Instruction –
Skip all pictures, then print the remaining material exactly.

(Items from a dataset)
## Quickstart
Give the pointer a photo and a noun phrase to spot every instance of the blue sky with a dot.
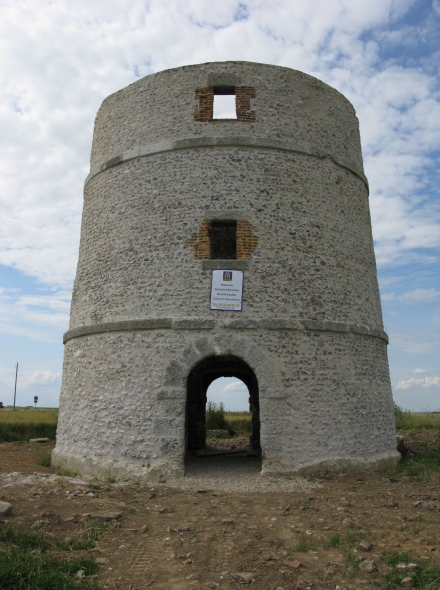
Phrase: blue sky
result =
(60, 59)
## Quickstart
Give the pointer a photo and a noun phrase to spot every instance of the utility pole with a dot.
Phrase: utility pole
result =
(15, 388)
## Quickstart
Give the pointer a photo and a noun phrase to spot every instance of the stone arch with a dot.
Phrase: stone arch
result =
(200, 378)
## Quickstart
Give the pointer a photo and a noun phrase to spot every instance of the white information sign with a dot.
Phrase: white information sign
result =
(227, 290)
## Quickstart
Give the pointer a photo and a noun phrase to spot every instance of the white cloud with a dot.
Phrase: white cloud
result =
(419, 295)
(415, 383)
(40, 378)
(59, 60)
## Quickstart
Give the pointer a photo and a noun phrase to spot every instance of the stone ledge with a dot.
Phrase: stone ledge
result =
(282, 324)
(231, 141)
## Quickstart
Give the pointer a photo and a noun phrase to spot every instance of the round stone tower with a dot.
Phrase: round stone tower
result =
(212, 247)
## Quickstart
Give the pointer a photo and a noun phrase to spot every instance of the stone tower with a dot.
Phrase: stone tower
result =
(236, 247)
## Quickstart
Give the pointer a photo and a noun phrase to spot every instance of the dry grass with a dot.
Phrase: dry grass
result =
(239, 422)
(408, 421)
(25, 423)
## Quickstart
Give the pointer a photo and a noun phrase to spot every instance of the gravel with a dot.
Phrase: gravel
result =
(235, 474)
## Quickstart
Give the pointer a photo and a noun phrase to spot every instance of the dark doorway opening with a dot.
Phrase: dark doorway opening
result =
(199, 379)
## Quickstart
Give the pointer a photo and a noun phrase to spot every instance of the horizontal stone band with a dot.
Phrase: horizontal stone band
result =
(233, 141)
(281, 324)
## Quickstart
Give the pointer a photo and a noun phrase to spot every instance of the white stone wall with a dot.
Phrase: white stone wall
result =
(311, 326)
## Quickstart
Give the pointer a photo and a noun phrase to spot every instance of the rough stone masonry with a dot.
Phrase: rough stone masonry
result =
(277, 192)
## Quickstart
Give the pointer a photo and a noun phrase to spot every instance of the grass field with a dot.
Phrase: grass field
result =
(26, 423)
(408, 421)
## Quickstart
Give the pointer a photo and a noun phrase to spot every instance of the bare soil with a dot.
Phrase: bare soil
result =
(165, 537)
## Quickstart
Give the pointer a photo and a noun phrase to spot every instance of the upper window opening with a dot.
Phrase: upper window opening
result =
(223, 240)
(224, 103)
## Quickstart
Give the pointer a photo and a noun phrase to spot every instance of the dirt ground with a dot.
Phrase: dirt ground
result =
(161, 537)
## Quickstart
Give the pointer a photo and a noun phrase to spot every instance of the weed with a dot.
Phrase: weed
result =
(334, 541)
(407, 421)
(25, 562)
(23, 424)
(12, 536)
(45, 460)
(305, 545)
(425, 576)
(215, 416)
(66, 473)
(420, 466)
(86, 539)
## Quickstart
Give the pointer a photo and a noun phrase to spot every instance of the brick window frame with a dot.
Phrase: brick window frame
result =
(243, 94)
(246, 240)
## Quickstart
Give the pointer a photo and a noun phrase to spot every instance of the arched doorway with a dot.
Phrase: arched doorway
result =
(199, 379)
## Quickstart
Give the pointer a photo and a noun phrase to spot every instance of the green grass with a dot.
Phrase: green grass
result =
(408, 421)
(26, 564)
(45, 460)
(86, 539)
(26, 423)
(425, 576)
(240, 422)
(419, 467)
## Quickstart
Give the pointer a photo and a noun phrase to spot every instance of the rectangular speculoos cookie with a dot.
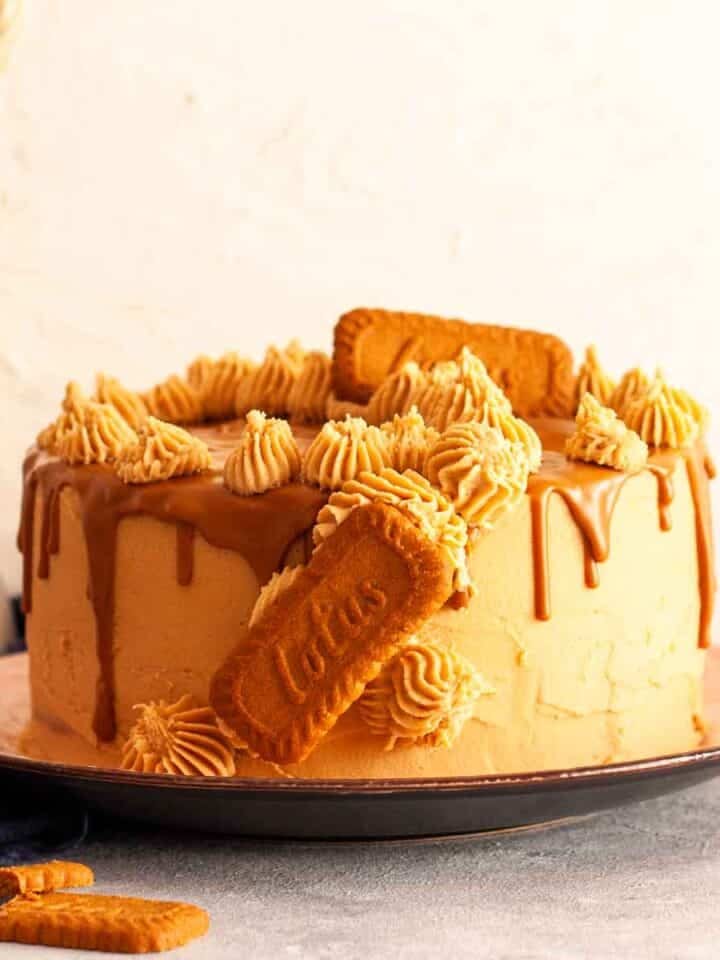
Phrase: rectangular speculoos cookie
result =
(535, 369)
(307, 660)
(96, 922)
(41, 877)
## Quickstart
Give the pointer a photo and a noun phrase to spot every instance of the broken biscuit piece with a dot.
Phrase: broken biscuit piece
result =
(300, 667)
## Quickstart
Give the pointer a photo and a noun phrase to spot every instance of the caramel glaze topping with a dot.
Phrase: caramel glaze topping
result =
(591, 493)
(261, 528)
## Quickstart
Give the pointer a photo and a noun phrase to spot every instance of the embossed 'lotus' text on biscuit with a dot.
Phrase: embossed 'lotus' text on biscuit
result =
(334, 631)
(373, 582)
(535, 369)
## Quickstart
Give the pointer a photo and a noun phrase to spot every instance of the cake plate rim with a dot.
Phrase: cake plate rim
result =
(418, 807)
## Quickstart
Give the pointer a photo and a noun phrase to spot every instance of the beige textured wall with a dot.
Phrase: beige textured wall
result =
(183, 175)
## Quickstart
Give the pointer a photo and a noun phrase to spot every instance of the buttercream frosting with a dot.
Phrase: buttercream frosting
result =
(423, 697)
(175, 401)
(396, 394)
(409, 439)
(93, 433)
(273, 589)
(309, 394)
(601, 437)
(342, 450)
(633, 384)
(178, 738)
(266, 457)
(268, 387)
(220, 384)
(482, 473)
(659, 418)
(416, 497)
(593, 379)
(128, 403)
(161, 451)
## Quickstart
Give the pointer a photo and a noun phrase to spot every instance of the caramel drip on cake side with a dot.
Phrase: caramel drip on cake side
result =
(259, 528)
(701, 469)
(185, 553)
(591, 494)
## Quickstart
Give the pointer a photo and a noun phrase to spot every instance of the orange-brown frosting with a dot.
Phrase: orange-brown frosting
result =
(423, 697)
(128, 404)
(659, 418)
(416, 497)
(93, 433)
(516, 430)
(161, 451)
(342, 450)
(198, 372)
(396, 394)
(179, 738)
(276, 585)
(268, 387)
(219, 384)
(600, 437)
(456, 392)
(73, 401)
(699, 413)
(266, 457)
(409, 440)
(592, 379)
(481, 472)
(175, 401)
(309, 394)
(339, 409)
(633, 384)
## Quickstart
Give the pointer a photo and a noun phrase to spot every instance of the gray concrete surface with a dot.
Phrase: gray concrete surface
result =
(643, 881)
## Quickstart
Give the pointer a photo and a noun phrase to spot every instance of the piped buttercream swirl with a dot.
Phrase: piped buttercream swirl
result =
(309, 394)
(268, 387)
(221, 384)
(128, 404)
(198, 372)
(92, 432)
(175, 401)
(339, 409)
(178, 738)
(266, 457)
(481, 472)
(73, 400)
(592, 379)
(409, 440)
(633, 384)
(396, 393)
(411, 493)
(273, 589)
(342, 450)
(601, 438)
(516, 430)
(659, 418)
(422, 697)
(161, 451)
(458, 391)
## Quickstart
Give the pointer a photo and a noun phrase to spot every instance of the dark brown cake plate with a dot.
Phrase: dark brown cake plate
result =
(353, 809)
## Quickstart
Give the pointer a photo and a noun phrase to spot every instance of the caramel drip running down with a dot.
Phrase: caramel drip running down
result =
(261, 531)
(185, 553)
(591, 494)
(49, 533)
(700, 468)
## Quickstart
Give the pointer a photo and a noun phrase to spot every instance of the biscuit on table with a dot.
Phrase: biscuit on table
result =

Response to this task –
## Quickstart
Give the pointer a photo and a noun phrase to spot every instance of the blue sky with a dot.
Phrase: blue sky
result =
(60, 59)
## Quickstart
Give the pointer a photo and a noun phrase to spot every instance of the utility pole with a dot.
Phrase: utility pole
result =
(15, 388)
## Quickstart
Give the pointer a photo and a noun phrase to spot every instance of the stone arch with a dot.
Phrase: stone arch
result =
(200, 378)
## Quickstart
Give the pointer a photo and a noun phrase to spot every instance of the white information sign with a dot.
Phrase: white information sign
result =
(227, 290)
## Quickstart
Give the pointer a photo and a noun phrase to spot every instance of the white cloud with a dot.
Phrase: white cloud
result =
(419, 295)
(415, 383)
(40, 378)
(59, 60)
## Quickstart
Give the pointer a photo and a noun phrase to spot every instance of the stone ledge with a dot.
Phrase: stone ledge
result =
(282, 324)
(231, 141)
## Quickstart
Give the pointer a photo and a noun phrase to spot every instance of the round stone tower with a dot.
Phrase: round stone tower
result =
(212, 247)
## Quickstart
Give the pointer a photo and a noun phrase to spot every instance of the stone tower with a dot.
Phrase: stone tower
result =
(236, 247)
## Quickstart
Give the pointer a photo and a noun phrase to spot every instance of the dry grass with a dot.
Phrase: dry grass
result =
(239, 422)
(408, 421)
(25, 423)
## Quickstart
Give the pointer a photo and a noun phrase to spot every instance of the gravel with a dot.
Phrase: gravel
result =
(235, 474)
## Quickstart
Give the pointer a photo and a noun phrase to spot every instance of the dark doorway opening with a dot.
Phrase: dark doorway opening
result =
(199, 379)
## Quickstart
Give the pointer a photo and a noun phrase to spot every instance of the horizontal stone band with a dot.
Phrase: horizontal stone band
result =
(233, 141)
(281, 324)
## Quickstart
Give the pointer a photo and a noun phrase to spot every instance of the white stone wall with a dot.
Phrase: white stone wall
result =
(311, 326)
## Quickstart
Give the pointer a photo and a noun phrase to spot every instance of the rough stone masonry with a dot.
Phrase: rough stone masonry
result =
(277, 192)
## Quickstart
Give the pointer a photo and a noun phrase to spot every instance of the grass field with a dot.
Phrase: grass field
result =
(26, 423)
(408, 421)
## Quickstart
Give the pointer a photo and a noun phrase to spot every instance of the bare soil with a dot.
Phrase: bare soil
result =
(165, 537)
## Quickstart
Give the pointer a photo and a noun phrase to spot every instance of the upper window opening with a dot.
Phrase: upper window opening
result =
(223, 240)
(224, 103)
## Quickstart
Give the pointer a photo and a noun phrase to spot every instance of the dirt ground with a dot.
Phrase: dirt ground
result =
(161, 537)
## Quickstart
Give the pointer a photo and a noun phrase to spot every instance of the weed with a dot.
Phrase: weed
result =
(334, 541)
(407, 421)
(25, 562)
(23, 424)
(12, 536)
(45, 460)
(305, 545)
(425, 576)
(215, 416)
(66, 473)
(420, 466)
(86, 539)
## Quickstart
Give the pointer a photo and a noun phrase to spot every instance of the brick window frame with a dot.
Phrase: brick window frame
result =
(243, 94)
(246, 240)
## Quickstart
Give the pointer a photo and a noun phrase to spot every instance of the arched doorway with a dot.
Phrase: arched doorway
result =
(199, 379)
## Quickstart
Give the pointer a photo and a noun phrase to spot every instance of the green grass with a dot.
Phrase: green grass
result =
(408, 421)
(26, 564)
(45, 460)
(86, 539)
(26, 423)
(425, 576)
(240, 422)
(419, 467)
## Quickstart
Give the pointer a photo and a noun phrase to spot every instance of the rectangular speculoos cookie with a dot.
Phrase: rectangular speculoos cookie
result =
(535, 369)
(307, 660)
(96, 922)
(41, 877)
## Quickstart
Give the pointer a photo and a noun phrase to spot every instance of the broken biscuit piece with a dot.
Phrase: broken biscuit piece
result =
(300, 667)
## Quickstart
Give the pointer a photo and a noun phrase to spot every instance of the caramel glaze topping with a dot.
Phrase: caramel glaze topping
result =
(591, 493)
(261, 528)
## Quickstart
Give the pointer a photo and a noun phrase to spot every instance of the embossed 'lotus' text on biscuit with a dot.
Phrase: embossed 'lotus' text on biscuit
result =
(334, 631)
(373, 582)
(535, 369)
## Quickstart
Give the pointer a photo and a noun phrase to spot every instance of the cake plate rim with a dot.
Phrase: cake plate rim
result =
(418, 807)
## Quickstart
Give the pointer a photo and a noun phrase to spot every instance of the beige textured wall with a dot.
Phrase: beige textured wall
result =
(183, 175)
## Quickstart
Give the pointer a photo and a noun phrase to spot every instance of the buttercream frosting with a dot.
Phrase: buttercream frosting
result =
(423, 697)
(175, 401)
(396, 394)
(409, 439)
(93, 433)
(273, 589)
(309, 394)
(601, 437)
(342, 450)
(633, 384)
(178, 738)
(266, 457)
(268, 387)
(220, 384)
(482, 473)
(659, 418)
(416, 497)
(593, 379)
(128, 403)
(161, 451)
## Quickstart
Give the pointer a photo and a noun phrase to spot every instance of the caramel drip on cake side with a dot.
Phrase: caramel drip on cake side
result =
(259, 528)
(701, 469)
(185, 553)
(591, 494)
## Quickstart
Give the pointer a photo and a noun phrase to spot every instance of the orange-brown frosting with a dot.
Phrase: orange-brown frosting
result =
(423, 697)
(128, 404)
(659, 418)
(416, 497)
(93, 433)
(516, 430)
(161, 451)
(342, 450)
(198, 372)
(396, 394)
(179, 738)
(276, 585)
(268, 387)
(219, 384)
(600, 437)
(456, 392)
(73, 401)
(699, 413)
(266, 457)
(409, 440)
(592, 379)
(481, 472)
(175, 401)
(309, 394)
(339, 409)
(633, 384)
## Quickstart
Give the pointer a photo and a noun phrase to spot every instance of the gray concrete surface with a dot.
Phrase: gray concrete surface
result =
(643, 881)
## Quickstart
Give the pointer a photo and a noun phrase to spot every instance of the piped buttercream swirl with a dot.
Phrase: piped buttercream swirl
result =
(309, 394)
(268, 387)
(221, 384)
(128, 404)
(198, 372)
(92, 432)
(175, 401)
(339, 409)
(178, 738)
(266, 457)
(481, 472)
(73, 400)
(592, 379)
(409, 440)
(633, 384)
(396, 393)
(411, 493)
(273, 589)
(342, 450)
(601, 438)
(516, 430)
(659, 418)
(422, 697)
(161, 451)
(458, 391)
## Quickstart
Give the pointer a photo and a noun phrase to spot every instance of the dark brown cake plate with a dot.
Phrase: dark brown cake plate
result =
(353, 809)
## Quickstart
Give the pointer a photo and a noun phrase to spot every instance of the caramel drip running down with a dot.
Phrase: caramel drip running down
result =
(261, 531)
(185, 553)
(591, 494)
(49, 533)
(700, 468)
## Quickstart
Give the pointer a photo and a noun phrase to spot every instance of the biscuit on table with a dot.
Phrase: biscuit on table
result =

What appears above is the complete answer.